■ Aim
Produce an exact copy of all the data below, dropping every image.

■ Stored rows
= = = = =
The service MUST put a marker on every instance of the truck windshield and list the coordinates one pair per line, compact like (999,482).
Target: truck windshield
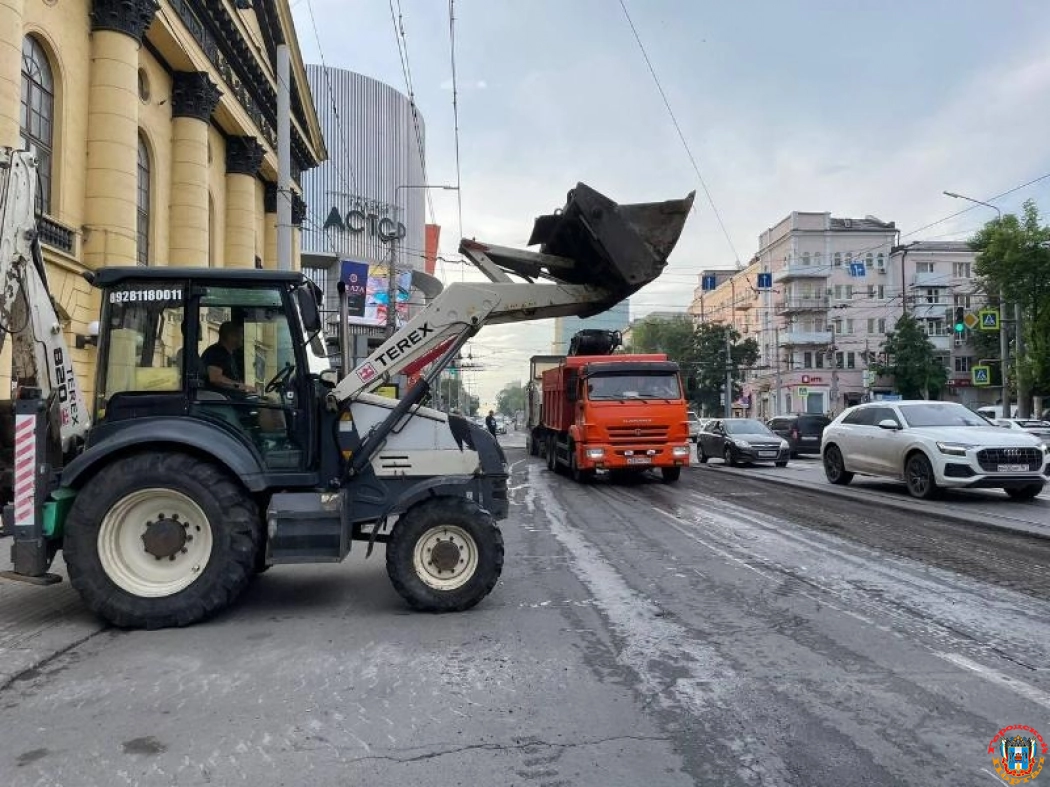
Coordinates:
(633,386)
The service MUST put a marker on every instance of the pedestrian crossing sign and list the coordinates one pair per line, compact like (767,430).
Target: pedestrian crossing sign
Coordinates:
(989,319)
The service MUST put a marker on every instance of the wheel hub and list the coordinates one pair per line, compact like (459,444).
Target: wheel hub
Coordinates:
(445,555)
(165,537)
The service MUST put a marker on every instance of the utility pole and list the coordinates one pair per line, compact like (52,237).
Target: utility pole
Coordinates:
(729,375)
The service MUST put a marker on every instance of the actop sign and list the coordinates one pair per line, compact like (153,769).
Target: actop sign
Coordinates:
(357,220)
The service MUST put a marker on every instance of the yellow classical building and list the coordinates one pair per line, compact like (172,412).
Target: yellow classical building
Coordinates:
(154,124)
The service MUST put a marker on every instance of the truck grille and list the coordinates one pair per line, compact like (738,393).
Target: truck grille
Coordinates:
(990,459)
(632,434)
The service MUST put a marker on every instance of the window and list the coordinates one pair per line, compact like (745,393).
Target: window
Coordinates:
(37,122)
(142,204)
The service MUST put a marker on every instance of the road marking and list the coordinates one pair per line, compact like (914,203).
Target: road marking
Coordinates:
(1020,687)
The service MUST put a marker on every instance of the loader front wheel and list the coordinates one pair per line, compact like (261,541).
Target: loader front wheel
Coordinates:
(161,539)
(445,554)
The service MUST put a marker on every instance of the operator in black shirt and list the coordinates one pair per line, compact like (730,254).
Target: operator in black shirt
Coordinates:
(219,361)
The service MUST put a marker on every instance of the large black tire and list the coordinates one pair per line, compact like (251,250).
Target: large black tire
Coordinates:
(835,467)
(120,582)
(1025,493)
(476,553)
(919,476)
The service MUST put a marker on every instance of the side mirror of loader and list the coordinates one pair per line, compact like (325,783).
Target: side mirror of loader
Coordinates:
(308,307)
= = = = =
■ Result for this exercise
The service MUST put a marker on every instance of the truck windshield and list the coordinates one pair per line, compact like (999,482).
Target: truck windshield
Coordinates:
(633,386)
The service MUST put a marker on every instance of the pedestrian crossing sign and list the coordinates one pair per line, compact like (767,430).
Target: pedestrian crossing sign
Coordinates:
(989,319)
The service MUST put a marker on every instance of the wheel hub and list the coordinates one pair per line, compact like (459,444).
Target: wheel hub
Coordinates:
(445,555)
(165,537)
The service MUST put a marker on every instance of the utility pole and list the coordinates one pair per line, compact like (52,237).
Target: utility pole
Coordinates:
(729,375)
The service MUST put a marker on every instance of the actop sign and list the coordinates one pair per line, compact like (153,769).
Target: actop sign
Coordinates:
(357,220)
The service MUST put a marker on every instance of the yellow classical building and list the coordinates one pair per line, compact like (172,412).
Target: yellow classical building
Coordinates:
(154,124)
The service MUST put a marker on every instance of the truck grille and list the coordinates one pair per line, compact like (738,393).
Target: truck grille
Coordinates:
(990,459)
(632,434)
The service MUST put a marker on every instance of the window and list the coordinates one pair per line, compact like (745,393).
Target: window
Coordinates:
(37,122)
(142,204)
The service MUST put a marker on every instance of the road marking and list the coordinates one pair per line, compact like (914,203).
Target: road marking
Coordinates:
(1020,687)
The service MUST put a marker on every instance of the loader front wheel and list the coordinates one pair per line, compact like (261,541).
Target: loader front wheel
Coordinates:
(161,539)
(445,554)
The service MUST put a marker on every instance of the operator in black shirt and list the coordinates one pair per line, compact like (730,254).
Target: operator in black shirt
Coordinates:
(219,361)
The service MUST put a marker on every instance of the large black tire and list the coordinates one pair per line, compact like (251,250).
Target: large black tire
Coordinates:
(835,467)
(120,582)
(1025,493)
(476,553)
(919,476)
The service MUST put a marker on every instance of the side mirror of loader and list the coordinates one pair per line, compact like (325,783).
Target: side mirror of loader
Coordinates:
(308,307)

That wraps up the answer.